··· SOURCE DATA

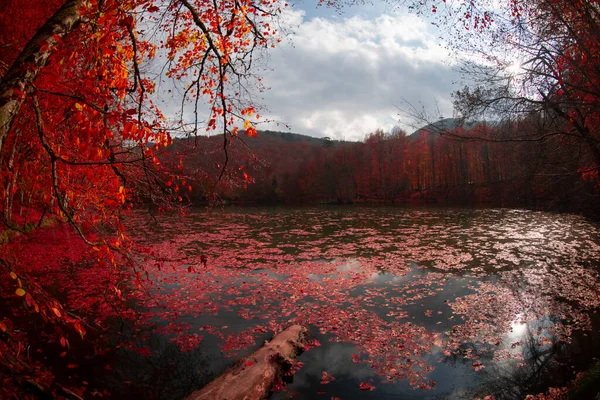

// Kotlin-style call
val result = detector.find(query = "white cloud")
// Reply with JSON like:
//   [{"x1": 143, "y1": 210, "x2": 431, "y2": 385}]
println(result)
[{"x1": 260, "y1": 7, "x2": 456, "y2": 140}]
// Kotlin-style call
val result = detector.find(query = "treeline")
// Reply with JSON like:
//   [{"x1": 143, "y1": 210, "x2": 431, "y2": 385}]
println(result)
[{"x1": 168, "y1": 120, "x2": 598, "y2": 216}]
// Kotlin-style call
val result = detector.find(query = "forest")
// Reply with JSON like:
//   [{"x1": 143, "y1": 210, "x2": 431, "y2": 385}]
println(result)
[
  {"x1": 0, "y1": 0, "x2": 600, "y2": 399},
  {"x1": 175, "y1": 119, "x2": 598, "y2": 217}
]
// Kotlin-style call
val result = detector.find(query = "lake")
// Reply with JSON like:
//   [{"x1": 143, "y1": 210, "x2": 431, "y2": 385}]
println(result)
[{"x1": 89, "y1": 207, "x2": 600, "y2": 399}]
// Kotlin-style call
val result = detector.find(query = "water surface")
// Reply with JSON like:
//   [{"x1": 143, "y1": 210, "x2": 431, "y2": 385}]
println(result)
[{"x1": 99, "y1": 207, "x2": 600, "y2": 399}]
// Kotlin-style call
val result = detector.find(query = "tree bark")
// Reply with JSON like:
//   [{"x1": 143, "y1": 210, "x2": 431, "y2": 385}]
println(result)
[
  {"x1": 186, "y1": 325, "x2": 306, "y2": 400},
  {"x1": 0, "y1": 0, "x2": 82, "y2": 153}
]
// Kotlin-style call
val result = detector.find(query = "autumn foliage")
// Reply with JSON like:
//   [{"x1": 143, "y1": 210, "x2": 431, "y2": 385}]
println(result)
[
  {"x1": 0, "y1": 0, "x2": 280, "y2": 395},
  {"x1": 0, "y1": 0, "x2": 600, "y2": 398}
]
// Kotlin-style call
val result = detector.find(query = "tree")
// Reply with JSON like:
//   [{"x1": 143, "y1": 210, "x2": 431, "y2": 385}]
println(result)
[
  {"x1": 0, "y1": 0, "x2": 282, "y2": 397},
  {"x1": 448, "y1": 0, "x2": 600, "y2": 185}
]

······
··· SOURCE DATA

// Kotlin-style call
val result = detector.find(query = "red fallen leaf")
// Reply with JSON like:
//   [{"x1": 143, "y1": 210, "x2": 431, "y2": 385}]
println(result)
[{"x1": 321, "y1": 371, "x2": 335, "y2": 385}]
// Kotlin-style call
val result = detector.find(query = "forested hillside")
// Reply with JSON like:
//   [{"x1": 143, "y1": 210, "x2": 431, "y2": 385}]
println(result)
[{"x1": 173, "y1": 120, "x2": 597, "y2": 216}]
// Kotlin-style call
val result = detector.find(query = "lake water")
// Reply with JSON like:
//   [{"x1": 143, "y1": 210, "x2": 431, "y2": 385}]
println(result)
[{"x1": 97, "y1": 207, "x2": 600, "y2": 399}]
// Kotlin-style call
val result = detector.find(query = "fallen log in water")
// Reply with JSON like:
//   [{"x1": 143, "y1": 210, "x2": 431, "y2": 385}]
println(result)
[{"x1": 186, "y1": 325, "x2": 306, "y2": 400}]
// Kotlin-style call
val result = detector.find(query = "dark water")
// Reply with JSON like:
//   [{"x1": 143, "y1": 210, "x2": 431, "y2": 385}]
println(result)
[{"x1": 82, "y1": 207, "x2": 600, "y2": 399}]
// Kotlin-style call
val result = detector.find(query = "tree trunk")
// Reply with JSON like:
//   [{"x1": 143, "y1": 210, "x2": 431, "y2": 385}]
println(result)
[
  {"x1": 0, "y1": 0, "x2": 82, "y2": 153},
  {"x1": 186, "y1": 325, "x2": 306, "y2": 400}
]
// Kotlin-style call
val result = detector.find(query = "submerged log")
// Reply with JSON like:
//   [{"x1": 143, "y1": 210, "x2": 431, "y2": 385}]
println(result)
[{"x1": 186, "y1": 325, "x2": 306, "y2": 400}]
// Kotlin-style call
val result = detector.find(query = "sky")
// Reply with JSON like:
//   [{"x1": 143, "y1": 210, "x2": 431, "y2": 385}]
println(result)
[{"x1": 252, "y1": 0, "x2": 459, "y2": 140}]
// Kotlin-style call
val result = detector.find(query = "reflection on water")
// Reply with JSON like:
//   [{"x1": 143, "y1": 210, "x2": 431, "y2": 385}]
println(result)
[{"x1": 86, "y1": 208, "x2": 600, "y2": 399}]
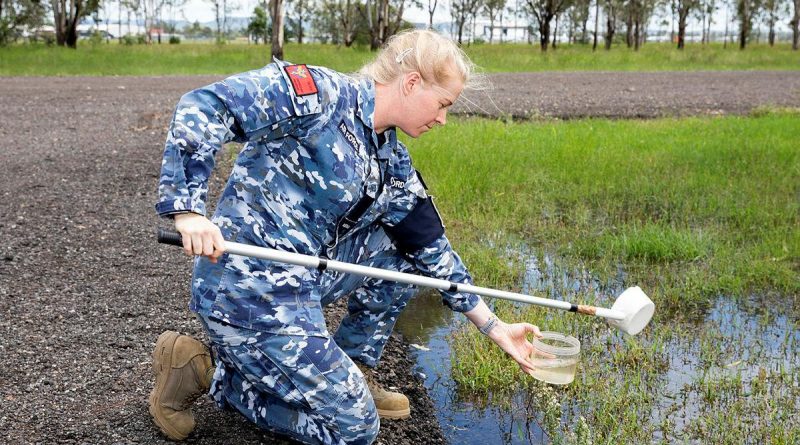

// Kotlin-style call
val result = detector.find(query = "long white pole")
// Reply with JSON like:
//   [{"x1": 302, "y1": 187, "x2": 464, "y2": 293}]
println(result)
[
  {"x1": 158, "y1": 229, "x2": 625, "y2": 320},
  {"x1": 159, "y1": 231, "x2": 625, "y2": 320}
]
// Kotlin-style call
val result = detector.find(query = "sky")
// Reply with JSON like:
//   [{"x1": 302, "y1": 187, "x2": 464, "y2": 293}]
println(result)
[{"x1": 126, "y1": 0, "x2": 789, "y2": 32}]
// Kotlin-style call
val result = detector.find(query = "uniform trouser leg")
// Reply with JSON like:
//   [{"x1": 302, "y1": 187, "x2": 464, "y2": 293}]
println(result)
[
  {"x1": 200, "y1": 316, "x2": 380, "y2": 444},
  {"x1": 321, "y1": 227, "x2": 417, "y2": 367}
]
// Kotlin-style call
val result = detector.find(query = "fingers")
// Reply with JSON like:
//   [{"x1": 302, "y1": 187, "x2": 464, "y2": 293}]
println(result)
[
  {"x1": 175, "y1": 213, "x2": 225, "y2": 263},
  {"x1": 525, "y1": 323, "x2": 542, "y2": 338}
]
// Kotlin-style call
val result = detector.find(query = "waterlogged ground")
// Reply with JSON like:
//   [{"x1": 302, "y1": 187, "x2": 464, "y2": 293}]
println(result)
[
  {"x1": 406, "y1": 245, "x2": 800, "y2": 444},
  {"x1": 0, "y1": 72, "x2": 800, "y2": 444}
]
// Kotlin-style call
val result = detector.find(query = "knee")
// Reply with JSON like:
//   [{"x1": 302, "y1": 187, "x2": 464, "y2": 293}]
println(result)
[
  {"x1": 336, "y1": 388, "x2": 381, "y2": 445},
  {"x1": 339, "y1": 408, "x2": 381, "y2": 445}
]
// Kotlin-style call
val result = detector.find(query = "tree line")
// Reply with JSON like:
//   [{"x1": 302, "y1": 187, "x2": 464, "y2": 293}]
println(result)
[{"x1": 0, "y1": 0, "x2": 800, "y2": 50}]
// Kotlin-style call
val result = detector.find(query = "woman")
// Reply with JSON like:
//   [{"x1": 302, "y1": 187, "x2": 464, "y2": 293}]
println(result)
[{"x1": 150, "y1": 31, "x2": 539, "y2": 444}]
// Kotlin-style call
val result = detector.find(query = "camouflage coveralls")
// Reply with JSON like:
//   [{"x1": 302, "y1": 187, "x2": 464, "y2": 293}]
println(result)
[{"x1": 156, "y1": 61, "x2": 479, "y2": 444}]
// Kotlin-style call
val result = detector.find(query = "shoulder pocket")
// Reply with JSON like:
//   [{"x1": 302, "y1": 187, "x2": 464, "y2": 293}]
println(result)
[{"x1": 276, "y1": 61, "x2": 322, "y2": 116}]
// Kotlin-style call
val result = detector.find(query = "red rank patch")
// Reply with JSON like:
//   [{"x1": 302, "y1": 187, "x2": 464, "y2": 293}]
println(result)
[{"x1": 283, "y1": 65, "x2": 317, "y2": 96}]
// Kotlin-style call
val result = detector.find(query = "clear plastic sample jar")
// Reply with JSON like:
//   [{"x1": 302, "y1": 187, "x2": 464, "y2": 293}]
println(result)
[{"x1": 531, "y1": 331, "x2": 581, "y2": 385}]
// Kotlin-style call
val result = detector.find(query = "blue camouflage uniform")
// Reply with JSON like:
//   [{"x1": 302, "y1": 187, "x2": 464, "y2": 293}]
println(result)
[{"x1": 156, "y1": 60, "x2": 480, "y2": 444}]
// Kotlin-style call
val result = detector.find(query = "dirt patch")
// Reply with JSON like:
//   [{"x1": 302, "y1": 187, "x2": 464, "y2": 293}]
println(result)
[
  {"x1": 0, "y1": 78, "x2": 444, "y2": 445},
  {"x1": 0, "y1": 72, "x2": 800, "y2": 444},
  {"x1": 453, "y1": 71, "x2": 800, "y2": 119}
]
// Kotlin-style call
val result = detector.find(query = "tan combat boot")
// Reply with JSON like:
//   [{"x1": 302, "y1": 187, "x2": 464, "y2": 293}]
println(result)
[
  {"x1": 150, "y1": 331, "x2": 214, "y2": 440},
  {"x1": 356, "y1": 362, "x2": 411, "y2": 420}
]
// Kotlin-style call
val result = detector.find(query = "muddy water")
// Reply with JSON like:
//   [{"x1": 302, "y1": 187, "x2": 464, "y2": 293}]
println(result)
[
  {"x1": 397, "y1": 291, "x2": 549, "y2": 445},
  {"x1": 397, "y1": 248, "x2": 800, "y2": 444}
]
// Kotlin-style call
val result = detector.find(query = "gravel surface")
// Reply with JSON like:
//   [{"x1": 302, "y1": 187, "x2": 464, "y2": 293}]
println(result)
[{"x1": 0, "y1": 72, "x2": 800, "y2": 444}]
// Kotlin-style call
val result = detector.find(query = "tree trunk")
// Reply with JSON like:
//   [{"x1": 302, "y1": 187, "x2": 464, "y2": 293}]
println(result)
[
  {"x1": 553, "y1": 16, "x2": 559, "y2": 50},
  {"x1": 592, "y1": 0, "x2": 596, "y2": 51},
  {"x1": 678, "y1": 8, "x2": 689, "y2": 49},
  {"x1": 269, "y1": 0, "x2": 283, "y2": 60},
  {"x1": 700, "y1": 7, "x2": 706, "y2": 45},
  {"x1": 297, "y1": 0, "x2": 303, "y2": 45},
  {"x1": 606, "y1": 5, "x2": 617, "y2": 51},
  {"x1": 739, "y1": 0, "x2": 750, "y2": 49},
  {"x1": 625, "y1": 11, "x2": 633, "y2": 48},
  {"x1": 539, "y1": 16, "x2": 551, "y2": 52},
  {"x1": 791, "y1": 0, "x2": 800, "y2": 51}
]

······

DESCRIPTION OF THE TASK - How many lines in the items above contain the word "uniform"? Case counts, and give only the number.

EXERCISE ANSWER - 2